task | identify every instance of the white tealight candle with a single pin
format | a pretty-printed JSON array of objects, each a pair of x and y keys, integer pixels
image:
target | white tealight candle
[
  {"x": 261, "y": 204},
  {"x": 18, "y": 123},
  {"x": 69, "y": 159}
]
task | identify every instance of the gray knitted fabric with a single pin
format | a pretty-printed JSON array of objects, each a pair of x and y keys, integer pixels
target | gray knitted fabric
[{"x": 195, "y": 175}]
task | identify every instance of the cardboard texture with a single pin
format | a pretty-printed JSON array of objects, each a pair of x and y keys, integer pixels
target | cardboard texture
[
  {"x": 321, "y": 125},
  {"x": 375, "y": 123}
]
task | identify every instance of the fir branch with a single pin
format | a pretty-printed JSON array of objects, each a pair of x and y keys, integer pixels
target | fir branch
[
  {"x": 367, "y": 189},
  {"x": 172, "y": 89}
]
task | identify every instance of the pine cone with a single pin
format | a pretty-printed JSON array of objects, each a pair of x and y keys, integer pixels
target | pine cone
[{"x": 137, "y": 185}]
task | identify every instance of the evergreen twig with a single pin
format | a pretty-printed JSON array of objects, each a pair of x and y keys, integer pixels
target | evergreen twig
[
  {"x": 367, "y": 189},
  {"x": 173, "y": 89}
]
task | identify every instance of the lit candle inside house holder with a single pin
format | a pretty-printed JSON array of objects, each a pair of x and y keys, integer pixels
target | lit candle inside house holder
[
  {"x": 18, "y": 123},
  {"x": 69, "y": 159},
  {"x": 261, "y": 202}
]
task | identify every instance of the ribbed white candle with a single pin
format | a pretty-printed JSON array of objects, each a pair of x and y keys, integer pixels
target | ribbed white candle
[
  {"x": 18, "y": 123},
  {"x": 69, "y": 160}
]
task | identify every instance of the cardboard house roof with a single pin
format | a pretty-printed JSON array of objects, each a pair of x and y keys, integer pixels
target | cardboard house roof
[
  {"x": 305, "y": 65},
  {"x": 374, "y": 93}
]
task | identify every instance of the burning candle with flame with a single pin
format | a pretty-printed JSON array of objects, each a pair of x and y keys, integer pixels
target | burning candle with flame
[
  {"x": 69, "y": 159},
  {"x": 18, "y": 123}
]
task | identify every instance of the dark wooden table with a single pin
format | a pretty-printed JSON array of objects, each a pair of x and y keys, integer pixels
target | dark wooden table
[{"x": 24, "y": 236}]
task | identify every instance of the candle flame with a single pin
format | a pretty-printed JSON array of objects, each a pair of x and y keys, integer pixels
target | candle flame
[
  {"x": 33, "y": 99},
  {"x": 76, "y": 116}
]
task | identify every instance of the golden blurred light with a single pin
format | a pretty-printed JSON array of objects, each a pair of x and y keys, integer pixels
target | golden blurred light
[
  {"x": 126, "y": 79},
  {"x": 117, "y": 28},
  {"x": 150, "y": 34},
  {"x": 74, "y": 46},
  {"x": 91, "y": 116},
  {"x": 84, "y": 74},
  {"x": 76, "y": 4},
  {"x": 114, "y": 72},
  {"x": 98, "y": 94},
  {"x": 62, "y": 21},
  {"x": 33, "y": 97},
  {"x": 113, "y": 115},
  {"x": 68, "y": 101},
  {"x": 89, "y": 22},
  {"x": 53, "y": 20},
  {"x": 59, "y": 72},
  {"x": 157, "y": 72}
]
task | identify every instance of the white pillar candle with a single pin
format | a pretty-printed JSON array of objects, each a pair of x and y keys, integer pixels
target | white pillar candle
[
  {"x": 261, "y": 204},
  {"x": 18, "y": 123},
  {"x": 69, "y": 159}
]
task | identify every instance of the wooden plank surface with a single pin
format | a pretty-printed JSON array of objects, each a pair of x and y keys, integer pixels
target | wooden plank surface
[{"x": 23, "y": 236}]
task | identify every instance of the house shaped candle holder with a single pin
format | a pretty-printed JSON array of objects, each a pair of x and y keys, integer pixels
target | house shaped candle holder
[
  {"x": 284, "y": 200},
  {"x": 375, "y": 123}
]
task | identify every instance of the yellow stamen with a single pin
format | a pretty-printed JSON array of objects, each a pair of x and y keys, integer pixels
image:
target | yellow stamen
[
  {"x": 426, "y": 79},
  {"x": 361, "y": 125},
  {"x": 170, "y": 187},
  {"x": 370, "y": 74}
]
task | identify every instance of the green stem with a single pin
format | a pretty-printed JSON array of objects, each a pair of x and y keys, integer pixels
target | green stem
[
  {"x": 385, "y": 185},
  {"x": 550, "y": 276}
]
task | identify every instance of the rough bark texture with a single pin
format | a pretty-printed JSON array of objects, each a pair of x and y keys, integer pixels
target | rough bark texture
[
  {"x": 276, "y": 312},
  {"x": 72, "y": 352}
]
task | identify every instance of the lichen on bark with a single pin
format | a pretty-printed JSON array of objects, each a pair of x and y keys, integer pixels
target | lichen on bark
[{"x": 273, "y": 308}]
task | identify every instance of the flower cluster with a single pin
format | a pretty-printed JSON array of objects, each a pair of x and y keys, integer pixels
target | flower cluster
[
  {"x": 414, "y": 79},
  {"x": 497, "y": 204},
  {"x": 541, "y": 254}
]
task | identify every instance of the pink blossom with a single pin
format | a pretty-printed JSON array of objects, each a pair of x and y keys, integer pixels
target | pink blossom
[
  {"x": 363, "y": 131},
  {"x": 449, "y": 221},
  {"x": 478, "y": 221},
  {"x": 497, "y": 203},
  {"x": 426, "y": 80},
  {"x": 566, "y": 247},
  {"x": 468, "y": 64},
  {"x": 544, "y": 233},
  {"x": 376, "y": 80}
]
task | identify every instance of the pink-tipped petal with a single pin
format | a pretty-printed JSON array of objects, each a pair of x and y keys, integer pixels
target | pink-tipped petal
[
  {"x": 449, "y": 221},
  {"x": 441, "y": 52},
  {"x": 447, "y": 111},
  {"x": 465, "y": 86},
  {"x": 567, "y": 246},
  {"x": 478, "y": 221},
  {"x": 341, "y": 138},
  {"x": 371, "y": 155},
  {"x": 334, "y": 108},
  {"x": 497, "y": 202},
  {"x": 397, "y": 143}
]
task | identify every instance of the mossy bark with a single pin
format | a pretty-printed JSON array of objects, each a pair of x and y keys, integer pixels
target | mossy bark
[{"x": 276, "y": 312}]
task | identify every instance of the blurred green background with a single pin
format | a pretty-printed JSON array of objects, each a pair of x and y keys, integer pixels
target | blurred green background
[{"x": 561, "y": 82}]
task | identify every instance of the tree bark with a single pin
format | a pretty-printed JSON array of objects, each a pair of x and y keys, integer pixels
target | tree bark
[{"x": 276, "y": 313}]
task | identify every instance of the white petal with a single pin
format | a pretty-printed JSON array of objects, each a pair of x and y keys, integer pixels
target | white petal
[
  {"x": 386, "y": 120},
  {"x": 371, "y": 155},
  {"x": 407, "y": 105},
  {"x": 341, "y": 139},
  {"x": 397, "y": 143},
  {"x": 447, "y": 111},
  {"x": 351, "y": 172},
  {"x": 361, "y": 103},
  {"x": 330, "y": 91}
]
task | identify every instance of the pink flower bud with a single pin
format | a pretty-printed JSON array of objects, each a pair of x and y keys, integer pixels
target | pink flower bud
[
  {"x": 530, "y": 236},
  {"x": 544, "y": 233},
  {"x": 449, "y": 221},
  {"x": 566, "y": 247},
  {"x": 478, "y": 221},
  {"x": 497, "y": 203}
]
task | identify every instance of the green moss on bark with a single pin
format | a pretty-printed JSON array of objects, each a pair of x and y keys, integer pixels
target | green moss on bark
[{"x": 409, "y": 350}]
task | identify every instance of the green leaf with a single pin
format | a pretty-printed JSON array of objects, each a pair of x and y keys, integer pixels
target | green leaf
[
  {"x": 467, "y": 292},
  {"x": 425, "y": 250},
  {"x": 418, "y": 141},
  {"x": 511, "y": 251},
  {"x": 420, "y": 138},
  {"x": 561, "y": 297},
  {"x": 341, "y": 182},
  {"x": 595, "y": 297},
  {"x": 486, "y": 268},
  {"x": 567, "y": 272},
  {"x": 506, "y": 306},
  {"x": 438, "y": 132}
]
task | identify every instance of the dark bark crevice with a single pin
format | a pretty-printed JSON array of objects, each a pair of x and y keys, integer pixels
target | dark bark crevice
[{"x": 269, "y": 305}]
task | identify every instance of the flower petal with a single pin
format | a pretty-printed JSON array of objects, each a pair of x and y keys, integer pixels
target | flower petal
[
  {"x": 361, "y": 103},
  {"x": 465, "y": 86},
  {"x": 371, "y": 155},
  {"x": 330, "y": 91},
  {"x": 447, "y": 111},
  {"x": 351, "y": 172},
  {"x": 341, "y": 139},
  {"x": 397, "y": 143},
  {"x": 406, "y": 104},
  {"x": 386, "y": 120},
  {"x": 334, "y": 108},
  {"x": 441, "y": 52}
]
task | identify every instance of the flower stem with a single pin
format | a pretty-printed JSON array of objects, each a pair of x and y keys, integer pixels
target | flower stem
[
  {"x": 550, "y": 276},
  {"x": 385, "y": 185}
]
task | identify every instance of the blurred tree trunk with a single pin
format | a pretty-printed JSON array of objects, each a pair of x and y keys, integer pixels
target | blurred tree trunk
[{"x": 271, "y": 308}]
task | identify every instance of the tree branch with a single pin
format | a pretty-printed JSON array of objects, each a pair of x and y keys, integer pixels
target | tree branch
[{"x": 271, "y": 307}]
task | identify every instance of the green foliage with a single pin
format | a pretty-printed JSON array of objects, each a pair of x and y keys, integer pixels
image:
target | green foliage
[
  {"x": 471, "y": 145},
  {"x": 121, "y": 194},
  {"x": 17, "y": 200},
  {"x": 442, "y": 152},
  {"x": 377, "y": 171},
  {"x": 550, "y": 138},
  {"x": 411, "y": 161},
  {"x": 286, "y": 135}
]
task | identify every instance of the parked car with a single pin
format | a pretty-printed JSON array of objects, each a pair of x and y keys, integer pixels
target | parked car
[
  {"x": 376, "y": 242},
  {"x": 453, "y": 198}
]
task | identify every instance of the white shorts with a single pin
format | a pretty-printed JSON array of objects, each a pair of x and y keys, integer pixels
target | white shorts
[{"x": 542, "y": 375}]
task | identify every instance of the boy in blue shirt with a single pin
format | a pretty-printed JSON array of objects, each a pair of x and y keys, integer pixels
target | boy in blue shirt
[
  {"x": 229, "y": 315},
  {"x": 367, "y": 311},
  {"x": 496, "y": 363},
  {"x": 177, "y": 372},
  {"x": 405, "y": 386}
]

--- Goal of the exercise ---
Starting at the line that contains "task | identify every instance of the parked" and continuing to the end of the data, write out those lines only as a numbered list, skipping any blank lines.

--- Result below ---
1. task | identify every instance of the parked car with a single pin
2. format | a pretty-printed JSON array of objects, each a pair of x and y keys, integer pixels
3. target | parked car
4. [
5.   {"x": 376, "y": 242},
6.   {"x": 453, "y": 198}
7. ]
8. task | identify every instance of the white shorts with a single pin
9. format | a pretty-printed JSON array of objects, each a pair of x and y keys, integer pixels
10. target | white shorts
11. [{"x": 542, "y": 375}]
12. task | identify every instance of the boy in blue shirt with a single pin
13. format | a pretty-printed JSON array of objects, each a pair of x and y keys, integer pixels
14. target | boy in blue shirt
15. [
16.   {"x": 229, "y": 315},
17.   {"x": 367, "y": 311},
18.   {"x": 496, "y": 363},
19.   {"x": 177, "y": 372},
20.   {"x": 405, "y": 386}
21. ]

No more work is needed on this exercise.